**THE REQUEST**
According to the Healthchecks.io infrastructure notes, how long are the database backups kept?

**TEXT EXCERPT**
================

Side note: when I started out, I took the private network idea to the extreme: I asked Hetzner support to install two NICs in each machine, and to connect the secondary NICs using a dedicated switch. A custom order like that takes more time (days instead of minutes) and costs more, but is possible. I later moved away from that setup, for a couple of reasons:

  • All servers had to be in the same rack. Cannot add more machines if the rack is full.
  • Also, with this setup, one critical switch failure could take out all of the servers.

Database

  • Hardware: Two Intel Xeon E3-1275 machines, ECC RAM, NVMe storage, costing €59/month each.
  • Software: PostgreSQL 10.
  • Primary/hot standby setup.
  • Fault tolerance: I am not brave enough to completely automate database failover – I have a tested procedure to perform the failover, but the decision has to be made manually.
  • Application servers specify multiple hosts in the database connection strings. When primary changes, the applications can fail over to the new primary without any additional configuration changes.
  • Backups: Full daily backups encrypted with GPG and uploaded to S3. I keep 2 months worth of backups and delete older ones.

Monitoring

  • OpsDash agent and hosted dashboard for a “big picture” view of the servers, and alerting.
  • Netdata agent on each machine for investigating specific issues.
  • Four VMs in different locations sending regular pings, and logging everything, including TCP packet captures.
  • Logs from the VMs aggregated to Papertrail. Papertrail sends alerts on specific log events.
  • An always-on laptop dedicated to showing live Papertrail logs.
My workplace, Papertrail logs in the top right screen

Ops

  • Yubikey for signing commits, logging into servers and decrypting database backups. For initial setup, I used DrDuh’s guide.
  • A small laptop with development and deployment environments, and another Yubikey. Travels with me when I leave home.
  • Fabric scripts for server provisioning, updates and maintenance.
  • Operated by one person. I’m not in front of my PC 100% of the time, so incidents can take time to fix.

Custom Bits

  • I maintain a private branch of the Healthchecks project with non-public customizations: branding, customized footer template, the “About”, “FAQ”, “Privacy Policy” pages and similar.
  • For serving the ping endpoints (hc-ping.com, hchk.io) efficiently, I wrote a small Go application, which I have not open sourced.

Last but not least, I am eating my own dog food and am monitoring many of the periodic and maintenance tasks using Healthchecks.io itself. For example, if the load balancer watchdog silently fails, I might not notice until much later when it fails to do its duty. With Healthchecks.io monitoring, if the watchdog runs into issues (the script crashes, VM loses network connectivity, anything) I receive an email and an SMS alert within minutes.

================

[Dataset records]
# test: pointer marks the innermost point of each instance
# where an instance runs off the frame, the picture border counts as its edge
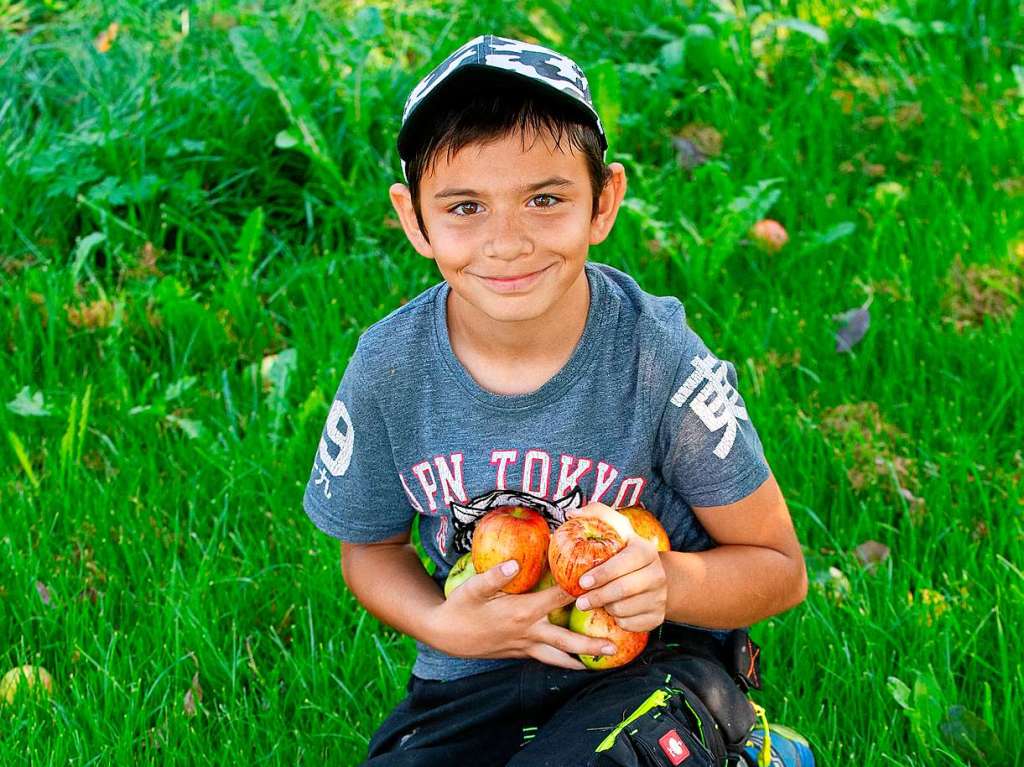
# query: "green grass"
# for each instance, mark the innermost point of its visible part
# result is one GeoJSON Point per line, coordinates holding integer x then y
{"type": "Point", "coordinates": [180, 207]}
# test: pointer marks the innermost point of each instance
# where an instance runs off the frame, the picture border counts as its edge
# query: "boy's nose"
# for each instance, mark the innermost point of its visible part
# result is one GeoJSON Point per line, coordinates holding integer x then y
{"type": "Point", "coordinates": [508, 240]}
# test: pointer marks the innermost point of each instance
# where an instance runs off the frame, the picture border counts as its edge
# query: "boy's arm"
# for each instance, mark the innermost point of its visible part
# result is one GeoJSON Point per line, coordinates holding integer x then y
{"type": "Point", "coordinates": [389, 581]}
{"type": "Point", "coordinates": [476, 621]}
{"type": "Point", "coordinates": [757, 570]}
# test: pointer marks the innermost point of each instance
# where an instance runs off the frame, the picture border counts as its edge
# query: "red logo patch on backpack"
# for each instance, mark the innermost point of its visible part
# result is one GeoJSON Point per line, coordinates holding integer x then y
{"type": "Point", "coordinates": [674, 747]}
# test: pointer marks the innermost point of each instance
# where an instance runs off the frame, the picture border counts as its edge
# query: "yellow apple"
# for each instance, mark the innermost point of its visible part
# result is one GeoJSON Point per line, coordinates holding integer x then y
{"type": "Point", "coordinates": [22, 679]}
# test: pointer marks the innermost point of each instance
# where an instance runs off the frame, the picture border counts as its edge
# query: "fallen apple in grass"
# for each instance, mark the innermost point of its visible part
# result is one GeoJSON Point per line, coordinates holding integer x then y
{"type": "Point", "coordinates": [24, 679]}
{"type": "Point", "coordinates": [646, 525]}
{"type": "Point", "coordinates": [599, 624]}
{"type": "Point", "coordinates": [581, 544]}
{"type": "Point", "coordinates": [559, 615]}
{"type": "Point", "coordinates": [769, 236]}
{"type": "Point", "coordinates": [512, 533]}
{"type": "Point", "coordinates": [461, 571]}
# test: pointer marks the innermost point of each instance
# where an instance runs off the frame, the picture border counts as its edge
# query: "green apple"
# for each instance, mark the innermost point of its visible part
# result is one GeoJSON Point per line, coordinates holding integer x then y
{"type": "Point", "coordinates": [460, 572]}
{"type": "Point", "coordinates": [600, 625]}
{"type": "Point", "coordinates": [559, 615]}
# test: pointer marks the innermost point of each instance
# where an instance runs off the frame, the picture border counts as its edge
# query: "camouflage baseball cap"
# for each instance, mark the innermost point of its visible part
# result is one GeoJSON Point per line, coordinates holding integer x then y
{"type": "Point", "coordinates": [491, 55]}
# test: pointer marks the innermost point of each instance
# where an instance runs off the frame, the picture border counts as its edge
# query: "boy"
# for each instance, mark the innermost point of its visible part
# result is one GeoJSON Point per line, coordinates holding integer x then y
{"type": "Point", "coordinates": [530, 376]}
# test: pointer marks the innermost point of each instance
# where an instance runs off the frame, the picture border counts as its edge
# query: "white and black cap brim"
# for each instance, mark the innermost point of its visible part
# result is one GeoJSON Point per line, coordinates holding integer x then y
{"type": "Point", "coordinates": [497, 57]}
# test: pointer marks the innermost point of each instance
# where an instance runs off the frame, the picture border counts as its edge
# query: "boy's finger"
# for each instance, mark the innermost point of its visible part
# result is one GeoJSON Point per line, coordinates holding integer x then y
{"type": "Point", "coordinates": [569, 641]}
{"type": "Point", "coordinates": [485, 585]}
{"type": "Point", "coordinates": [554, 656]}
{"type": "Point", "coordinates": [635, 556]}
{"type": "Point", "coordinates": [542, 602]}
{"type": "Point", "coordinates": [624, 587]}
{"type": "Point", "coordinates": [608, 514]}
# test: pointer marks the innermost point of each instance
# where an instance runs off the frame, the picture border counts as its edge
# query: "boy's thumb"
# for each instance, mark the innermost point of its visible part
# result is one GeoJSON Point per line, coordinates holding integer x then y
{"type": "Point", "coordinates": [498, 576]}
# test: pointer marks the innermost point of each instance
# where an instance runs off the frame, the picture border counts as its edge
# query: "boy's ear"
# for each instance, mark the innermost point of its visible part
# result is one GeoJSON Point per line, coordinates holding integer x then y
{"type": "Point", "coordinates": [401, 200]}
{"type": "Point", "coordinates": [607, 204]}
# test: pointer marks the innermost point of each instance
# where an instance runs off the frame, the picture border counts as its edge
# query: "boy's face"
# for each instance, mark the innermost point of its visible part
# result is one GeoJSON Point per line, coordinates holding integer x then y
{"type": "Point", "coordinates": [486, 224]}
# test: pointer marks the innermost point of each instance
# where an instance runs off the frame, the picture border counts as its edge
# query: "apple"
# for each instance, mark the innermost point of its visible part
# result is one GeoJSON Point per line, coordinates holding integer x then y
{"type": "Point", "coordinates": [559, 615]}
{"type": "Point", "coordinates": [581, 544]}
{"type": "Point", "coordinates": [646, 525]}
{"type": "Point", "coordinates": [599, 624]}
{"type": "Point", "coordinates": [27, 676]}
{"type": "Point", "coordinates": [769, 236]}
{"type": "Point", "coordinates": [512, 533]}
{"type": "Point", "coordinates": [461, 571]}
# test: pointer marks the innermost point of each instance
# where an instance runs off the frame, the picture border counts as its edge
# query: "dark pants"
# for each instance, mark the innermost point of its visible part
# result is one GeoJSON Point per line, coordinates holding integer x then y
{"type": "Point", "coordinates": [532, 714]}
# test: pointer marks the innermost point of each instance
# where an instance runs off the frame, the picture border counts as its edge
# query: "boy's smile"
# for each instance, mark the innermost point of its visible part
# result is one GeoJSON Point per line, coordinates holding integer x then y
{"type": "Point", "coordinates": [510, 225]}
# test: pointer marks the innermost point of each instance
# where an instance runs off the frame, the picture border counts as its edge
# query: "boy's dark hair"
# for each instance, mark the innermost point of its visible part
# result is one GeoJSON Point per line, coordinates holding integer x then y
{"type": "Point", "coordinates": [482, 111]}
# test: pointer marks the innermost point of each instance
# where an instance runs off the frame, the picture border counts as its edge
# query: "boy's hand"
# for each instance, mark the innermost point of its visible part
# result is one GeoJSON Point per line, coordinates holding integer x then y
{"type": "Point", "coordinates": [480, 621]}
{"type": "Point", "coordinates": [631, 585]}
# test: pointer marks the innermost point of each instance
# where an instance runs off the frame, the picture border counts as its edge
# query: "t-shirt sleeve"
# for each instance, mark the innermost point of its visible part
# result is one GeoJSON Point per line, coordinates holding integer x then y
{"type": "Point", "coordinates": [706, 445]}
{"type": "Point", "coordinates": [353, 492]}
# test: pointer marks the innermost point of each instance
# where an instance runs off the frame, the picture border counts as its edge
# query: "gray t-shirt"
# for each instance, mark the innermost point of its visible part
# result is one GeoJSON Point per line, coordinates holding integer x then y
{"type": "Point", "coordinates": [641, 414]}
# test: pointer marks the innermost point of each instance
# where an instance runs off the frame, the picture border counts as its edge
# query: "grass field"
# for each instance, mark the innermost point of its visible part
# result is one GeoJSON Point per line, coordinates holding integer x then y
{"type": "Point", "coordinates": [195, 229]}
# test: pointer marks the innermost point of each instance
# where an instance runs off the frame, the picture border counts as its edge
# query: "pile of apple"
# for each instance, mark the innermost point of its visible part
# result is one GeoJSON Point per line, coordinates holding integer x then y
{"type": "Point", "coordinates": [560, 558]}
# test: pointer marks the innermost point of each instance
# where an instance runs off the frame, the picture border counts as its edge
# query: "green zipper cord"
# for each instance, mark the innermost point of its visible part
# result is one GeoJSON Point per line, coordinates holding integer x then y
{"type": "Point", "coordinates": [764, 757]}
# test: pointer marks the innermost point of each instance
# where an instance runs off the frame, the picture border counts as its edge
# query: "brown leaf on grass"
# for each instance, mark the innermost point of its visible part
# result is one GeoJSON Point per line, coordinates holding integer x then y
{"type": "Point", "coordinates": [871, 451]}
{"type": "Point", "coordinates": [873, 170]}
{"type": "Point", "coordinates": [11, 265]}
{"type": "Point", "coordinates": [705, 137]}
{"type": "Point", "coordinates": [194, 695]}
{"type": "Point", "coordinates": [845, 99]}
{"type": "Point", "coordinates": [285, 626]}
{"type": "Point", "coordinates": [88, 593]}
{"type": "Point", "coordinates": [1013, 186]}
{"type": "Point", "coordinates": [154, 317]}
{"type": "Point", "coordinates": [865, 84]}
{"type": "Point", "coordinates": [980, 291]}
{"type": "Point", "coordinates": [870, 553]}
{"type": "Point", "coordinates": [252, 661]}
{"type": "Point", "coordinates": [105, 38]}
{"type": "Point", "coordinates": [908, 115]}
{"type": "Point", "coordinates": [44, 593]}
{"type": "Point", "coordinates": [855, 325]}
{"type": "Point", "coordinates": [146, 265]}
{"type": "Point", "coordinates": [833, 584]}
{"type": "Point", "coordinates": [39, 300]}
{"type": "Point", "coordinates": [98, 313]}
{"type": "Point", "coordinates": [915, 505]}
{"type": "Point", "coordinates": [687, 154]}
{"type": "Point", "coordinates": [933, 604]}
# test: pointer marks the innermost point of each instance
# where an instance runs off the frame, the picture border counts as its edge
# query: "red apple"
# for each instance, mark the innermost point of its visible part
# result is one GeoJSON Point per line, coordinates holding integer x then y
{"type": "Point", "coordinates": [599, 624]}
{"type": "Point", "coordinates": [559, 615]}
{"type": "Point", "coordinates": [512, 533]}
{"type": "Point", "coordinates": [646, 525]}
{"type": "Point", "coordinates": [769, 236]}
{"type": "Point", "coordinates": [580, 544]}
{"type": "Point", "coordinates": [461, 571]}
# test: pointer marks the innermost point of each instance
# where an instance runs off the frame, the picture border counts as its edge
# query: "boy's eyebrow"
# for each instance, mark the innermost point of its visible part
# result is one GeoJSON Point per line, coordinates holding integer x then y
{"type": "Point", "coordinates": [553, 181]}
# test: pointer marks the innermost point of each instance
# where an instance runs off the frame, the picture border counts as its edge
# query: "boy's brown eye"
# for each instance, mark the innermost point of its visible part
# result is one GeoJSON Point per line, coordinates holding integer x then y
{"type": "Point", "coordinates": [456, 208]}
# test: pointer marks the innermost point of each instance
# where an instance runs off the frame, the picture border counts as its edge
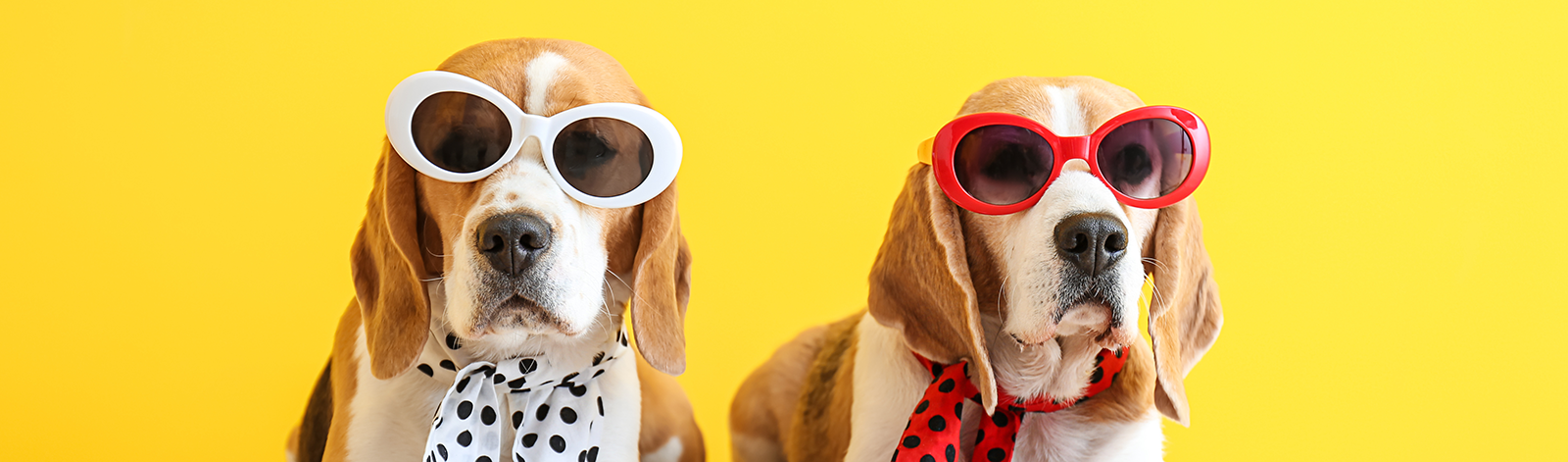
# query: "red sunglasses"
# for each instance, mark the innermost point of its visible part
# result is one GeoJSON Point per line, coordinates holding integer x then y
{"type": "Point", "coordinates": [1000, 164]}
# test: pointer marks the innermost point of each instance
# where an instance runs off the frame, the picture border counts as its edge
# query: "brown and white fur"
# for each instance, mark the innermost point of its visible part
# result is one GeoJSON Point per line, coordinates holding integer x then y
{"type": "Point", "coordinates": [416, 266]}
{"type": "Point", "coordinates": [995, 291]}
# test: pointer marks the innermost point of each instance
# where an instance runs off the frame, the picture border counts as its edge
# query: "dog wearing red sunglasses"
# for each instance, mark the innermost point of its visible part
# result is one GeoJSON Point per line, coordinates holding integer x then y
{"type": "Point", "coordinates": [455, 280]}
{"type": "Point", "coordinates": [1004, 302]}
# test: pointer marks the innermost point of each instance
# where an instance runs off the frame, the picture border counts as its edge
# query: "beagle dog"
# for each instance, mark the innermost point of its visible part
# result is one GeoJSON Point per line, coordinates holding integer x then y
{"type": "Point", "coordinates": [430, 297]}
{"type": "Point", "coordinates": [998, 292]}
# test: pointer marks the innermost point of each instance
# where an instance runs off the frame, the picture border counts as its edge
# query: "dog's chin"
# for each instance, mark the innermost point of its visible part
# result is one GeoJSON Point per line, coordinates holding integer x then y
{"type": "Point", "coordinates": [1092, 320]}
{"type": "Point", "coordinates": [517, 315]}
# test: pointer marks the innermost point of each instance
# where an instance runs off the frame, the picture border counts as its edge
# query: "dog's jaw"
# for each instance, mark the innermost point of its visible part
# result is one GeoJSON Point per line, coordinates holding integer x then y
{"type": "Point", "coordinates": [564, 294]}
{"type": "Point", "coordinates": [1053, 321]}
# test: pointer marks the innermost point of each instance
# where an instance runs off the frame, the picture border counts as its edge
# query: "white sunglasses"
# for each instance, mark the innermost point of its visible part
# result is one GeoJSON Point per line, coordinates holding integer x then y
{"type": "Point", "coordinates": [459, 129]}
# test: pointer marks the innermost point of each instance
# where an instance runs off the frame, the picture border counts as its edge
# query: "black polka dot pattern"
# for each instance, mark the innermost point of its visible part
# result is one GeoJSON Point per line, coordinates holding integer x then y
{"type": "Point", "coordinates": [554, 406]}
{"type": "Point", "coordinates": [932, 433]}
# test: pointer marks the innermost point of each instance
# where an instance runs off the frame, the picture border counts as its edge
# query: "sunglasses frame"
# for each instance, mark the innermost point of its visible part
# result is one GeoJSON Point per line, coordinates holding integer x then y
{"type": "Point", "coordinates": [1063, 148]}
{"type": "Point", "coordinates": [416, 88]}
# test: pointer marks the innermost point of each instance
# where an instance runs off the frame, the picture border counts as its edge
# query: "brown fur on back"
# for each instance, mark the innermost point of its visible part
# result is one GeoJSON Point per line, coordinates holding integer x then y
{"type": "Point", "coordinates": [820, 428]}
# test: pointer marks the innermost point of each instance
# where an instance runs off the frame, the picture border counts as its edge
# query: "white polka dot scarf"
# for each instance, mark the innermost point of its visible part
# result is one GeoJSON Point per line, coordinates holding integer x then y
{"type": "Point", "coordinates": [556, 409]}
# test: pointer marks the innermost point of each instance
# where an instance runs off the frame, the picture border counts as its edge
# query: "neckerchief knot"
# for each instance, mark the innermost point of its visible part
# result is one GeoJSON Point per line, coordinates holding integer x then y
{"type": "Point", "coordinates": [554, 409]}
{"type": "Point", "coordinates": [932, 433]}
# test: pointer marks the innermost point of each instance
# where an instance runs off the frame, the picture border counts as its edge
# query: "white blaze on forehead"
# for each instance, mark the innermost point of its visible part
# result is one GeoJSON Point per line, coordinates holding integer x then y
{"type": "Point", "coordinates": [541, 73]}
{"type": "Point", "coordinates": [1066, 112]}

================

**RESULT**
Two months' worth of backups are kept, and older ones are deleted.